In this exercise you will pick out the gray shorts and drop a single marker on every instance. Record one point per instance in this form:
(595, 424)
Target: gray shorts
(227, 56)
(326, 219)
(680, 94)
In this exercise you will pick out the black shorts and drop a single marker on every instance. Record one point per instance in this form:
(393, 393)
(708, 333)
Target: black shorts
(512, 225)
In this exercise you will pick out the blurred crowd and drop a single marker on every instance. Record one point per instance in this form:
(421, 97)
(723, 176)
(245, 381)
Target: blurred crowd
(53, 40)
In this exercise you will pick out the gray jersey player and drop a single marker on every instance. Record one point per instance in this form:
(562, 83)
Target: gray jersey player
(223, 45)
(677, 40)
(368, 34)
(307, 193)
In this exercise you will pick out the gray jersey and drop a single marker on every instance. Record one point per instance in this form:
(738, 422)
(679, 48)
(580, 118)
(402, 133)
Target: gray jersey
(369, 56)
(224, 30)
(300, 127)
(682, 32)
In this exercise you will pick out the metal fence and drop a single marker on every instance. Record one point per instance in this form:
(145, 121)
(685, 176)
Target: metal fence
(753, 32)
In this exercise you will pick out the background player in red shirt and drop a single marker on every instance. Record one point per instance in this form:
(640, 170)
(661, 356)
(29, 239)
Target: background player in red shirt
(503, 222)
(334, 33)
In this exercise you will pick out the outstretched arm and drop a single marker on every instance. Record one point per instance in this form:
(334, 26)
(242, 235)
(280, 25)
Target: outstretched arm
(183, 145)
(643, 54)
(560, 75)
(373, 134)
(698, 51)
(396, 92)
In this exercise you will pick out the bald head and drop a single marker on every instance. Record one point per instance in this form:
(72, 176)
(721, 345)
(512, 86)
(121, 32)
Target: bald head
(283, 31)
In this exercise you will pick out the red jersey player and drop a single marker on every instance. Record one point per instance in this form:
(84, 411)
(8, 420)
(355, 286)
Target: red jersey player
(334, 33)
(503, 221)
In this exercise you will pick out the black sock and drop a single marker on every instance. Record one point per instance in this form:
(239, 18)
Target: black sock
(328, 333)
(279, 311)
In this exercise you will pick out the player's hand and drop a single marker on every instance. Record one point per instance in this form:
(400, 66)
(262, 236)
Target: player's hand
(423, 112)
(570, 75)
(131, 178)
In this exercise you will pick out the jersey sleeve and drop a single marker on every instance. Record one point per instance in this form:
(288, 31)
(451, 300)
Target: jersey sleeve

» Requirement: All lines holding the word "sleeve" must be found in the listing and copied.

» Exercise solution:
In this exercise you will pick out the jersey sleeve and drop a single marker on every instance. Record one point per instance in this form:
Target: jersey sleeve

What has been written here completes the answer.